• [GOAL OF THE EXERCISE]:
Give back every line of the data exactly. Pictures are not part of the copy.

━━━━━ DATA LISTING

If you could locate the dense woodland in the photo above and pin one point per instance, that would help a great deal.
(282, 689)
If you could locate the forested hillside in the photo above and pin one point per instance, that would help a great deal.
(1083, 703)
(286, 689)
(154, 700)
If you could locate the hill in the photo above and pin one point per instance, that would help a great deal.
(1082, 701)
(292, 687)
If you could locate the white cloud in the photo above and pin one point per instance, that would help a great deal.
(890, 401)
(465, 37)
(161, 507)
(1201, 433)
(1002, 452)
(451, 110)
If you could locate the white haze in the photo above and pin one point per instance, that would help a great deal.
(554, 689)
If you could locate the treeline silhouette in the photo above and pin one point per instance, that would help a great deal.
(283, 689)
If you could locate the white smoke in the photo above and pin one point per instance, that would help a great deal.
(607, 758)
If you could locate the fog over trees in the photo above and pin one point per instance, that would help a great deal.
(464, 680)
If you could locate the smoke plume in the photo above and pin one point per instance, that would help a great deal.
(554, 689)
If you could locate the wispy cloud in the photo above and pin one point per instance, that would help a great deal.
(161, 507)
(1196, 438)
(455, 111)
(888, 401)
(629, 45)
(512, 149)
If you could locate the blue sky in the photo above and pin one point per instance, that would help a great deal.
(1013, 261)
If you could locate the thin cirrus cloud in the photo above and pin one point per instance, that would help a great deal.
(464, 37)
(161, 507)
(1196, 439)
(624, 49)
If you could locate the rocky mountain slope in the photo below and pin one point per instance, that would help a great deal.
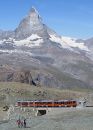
(35, 54)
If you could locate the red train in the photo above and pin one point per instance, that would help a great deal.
(47, 103)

━━━━━━━━━━

• [RESPONSE BELOW]:
If you could locate the dense woodland in the photo above and pin one point per instance, that would help a great deal.
(282, 689)
If you could locate the forested hillside in the photo above and pin one point per instance, that would help a great deal.
(1083, 703)
(286, 689)
(154, 700)
If you could locate the hill in the photo above and pin one point per instance, that would help a great deal.
(1082, 701)
(292, 687)
If you could locate the white cloud in the photo above and pin one point per instance, that would help a great deal.
(890, 401)
(465, 37)
(161, 507)
(1201, 433)
(1002, 452)
(451, 110)
If you could locate the white haze in the photo above and pin one point per instance, that would help a great deal.
(554, 689)
If you could locate the treeline silhouette in the photo above and pin one point per instance, that would help a great deal.
(283, 689)
If you could locate the white smoke in the photo above and pin one point per instance, that would help a great deal.
(607, 758)
If you could locate the fog over trees in the photo above and pin one point per instance, that would help a great deal.
(464, 680)
If you could locate the smoke plume in the photo above and pin one point per instance, that would help a great deal.
(554, 689)
If you could locate the wispy cloud in the photo above and pin one point per instance, that would help a great deal.
(161, 507)
(1196, 438)
(455, 111)
(888, 401)
(629, 45)
(512, 149)
If you could locate the blue sky in the photo above and pin one point per instance, that would help a great deal.
(1013, 261)
If you could locate the thin cirrus cloud in the photo above and pin one point per instance, that would help a great deal.
(464, 37)
(161, 507)
(1196, 439)
(624, 49)
If you could locate the rocky mountain slope in the photo below and pin one point per instance, that would help a great deal.
(35, 54)
If you could locate the red train in the photo above and pin one point per instance, that would help a great deal.
(47, 103)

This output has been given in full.